■ WHAT NEEDS TO BE DONE ■
Anywhere the string "dial" shows up in the listing below, copy the line it is in.

--- EXERCISE INPUT ---

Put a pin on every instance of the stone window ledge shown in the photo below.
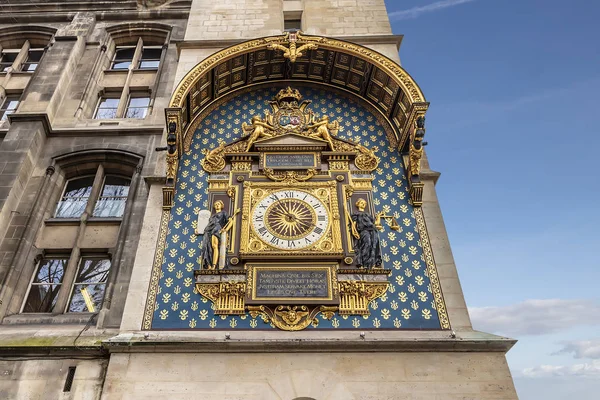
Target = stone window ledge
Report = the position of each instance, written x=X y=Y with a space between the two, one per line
x=62 y=221
x=42 y=318
x=104 y=221
x=76 y=221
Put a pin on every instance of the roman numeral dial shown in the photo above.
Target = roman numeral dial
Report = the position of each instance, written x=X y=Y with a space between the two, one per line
x=290 y=219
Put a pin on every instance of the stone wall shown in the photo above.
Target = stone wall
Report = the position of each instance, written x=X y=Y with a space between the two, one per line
x=45 y=379
x=320 y=376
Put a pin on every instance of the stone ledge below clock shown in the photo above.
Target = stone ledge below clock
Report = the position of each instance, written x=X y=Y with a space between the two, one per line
x=306 y=341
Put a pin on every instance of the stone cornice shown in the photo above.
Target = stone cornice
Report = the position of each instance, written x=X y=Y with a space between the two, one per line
x=104 y=130
x=219 y=44
x=338 y=341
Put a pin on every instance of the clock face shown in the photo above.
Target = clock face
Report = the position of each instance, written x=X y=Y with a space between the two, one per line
x=290 y=219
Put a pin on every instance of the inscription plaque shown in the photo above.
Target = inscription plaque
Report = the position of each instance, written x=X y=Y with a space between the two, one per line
x=291 y=285
x=294 y=283
x=290 y=161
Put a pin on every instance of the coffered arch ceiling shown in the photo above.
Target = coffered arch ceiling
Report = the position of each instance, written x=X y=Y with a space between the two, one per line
x=344 y=65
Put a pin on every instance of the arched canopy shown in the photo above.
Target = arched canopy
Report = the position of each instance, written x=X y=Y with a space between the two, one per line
x=344 y=65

---

■ ANSWER SECTION ■
Put a pin on every instance of the roman numeral dial shown in the photo above.
Target = roman numeral dial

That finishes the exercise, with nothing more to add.